━━━━━ DATA RECORDS
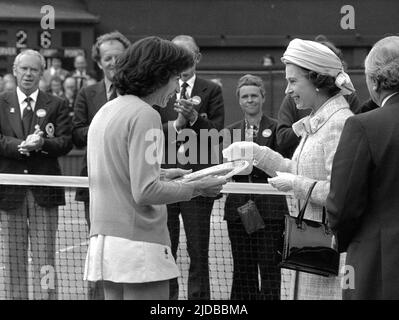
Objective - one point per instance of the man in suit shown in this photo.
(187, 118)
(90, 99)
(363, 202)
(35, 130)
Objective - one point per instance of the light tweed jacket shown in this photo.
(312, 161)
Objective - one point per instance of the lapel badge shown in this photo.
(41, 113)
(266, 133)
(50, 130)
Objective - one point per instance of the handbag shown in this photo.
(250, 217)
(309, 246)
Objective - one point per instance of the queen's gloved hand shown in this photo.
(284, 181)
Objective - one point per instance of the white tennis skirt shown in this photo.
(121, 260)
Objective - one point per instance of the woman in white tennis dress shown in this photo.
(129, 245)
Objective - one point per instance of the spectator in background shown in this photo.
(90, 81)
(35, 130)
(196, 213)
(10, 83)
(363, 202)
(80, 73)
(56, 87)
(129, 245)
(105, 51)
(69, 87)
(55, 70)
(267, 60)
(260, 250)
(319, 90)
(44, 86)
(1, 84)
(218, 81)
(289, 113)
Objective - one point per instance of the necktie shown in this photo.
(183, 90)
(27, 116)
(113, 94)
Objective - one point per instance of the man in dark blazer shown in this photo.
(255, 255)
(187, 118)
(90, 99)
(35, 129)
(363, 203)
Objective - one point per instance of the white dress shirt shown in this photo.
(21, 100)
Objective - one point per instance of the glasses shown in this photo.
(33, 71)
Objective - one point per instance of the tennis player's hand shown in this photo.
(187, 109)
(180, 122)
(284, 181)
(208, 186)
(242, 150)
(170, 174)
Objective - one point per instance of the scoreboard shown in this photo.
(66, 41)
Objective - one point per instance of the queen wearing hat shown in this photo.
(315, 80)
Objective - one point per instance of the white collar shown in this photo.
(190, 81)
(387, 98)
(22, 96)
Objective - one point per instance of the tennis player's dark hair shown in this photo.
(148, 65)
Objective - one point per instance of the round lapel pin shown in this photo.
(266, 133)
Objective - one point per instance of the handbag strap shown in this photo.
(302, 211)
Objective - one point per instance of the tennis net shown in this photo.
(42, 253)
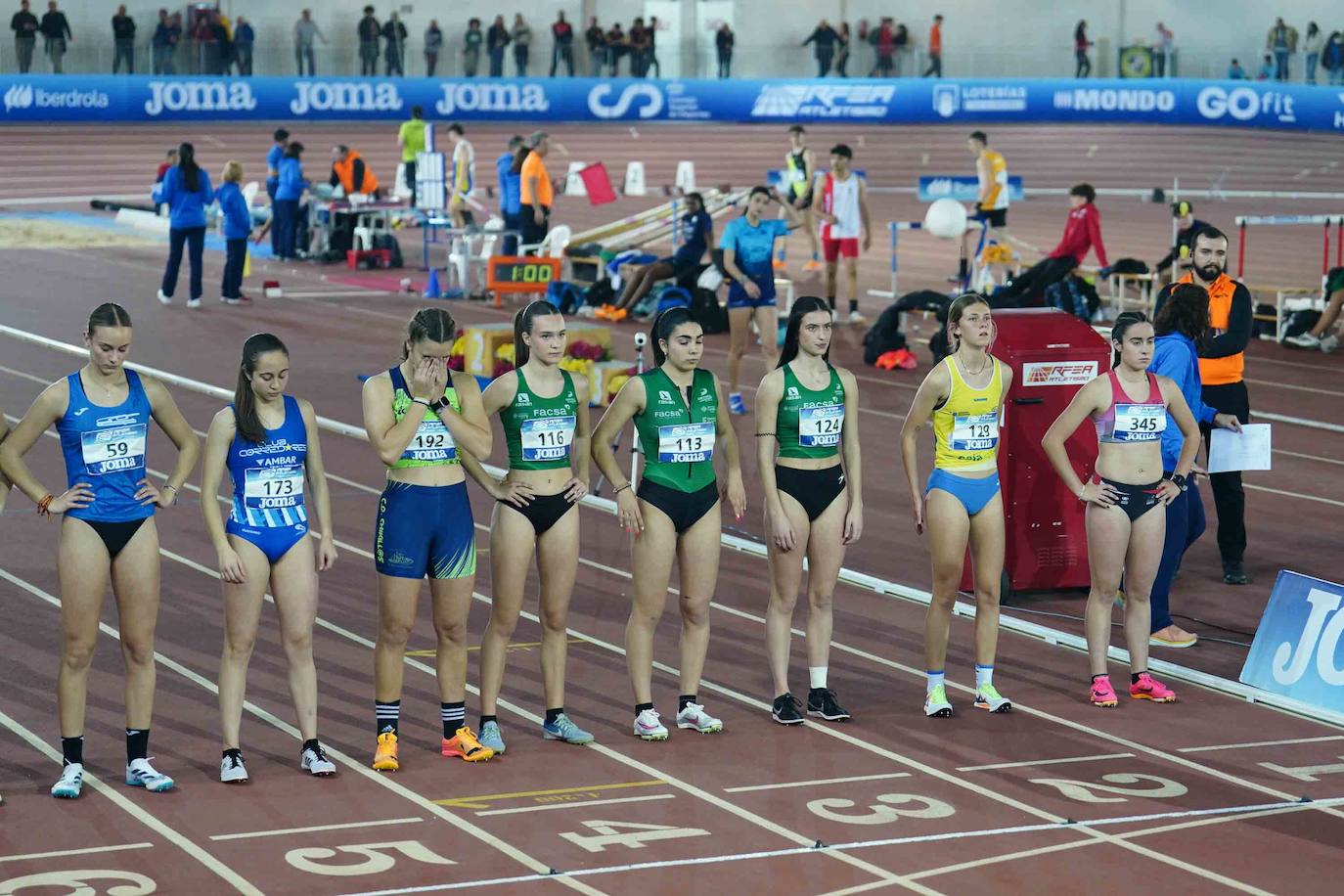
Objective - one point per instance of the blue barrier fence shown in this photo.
━━━━━━━━━━
Output only the lines running from the line with "Objective - one point per instance of the lapel" through the last line of the entries above, inclusive, with pictures excluded.

## RESPONSE:
Objective - one point per instance of the lapel badge shown in this photo.
(41, 113)
(266, 133)
(50, 130)
Objective - one point per instance of the handbag shown in this photo.
(250, 217)
(309, 246)
Objective - one point per instance of the queen's gloved hand shown in this photo.
(284, 181)
Objective - one point per instance of the white tennis skirt shown in this photo.
(121, 260)
Objective - one point per instance of the woman in white tennis dress shown in this photo.
(129, 245)
Objective - one point per instance of the spectator in background shown in this photo.
(90, 81)
(35, 130)
(196, 213)
(10, 83)
(363, 202)
(80, 73)
(56, 87)
(129, 245)
(105, 51)
(69, 87)
(55, 70)
(267, 60)
(260, 250)
(319, 90)
(44, 86)
(1, 84)
(218, 81)
(289, 113)
Objective - one point per instance of the necktie shown in this photo.
(183, 90)
(27, 116)
(113, 94)
Objective - one point per instance of the man in dark blazer shown in this photo.
(255, 255)
(187, 118)
(90, 99)
(35, 129)
(363, 203)
Objective - one point per instance of the white dress shirt shown in this photo.
(21, 100)
Objective - one point per instance of the glasses shown in this photo.
(33, 71)
Objective - one point per instance of the tennis player's hand shown in this photo.
(187, 109)
(180, 122)
(284, 181)
(208, 186)
(242, 150)
(170, 174)
Objective - one point per instance of the scoreboard shown in this photo.
(66, 41)
Objective - one point per instance of the queen wearing hat shown in this photo.
(315, 80)
Objective - one point per instance of the white collar shown in this photo.
(190, 81)
(387, 98)
(22, 96)
Objective - one point per instance of the tennis player's dark hair shown in this photo.
(148, 65)
Objective - one point per instance of the round lapel pin shown in this photo.
(266, 133)
Objective - one point per instance of the handbag strap shown in this photo.
(302, 211)
Objective - one point per instance of the tennis net shown in this photo.
(42, 253)
Objective - one point per instance of the blue barrier fence shown in this photo.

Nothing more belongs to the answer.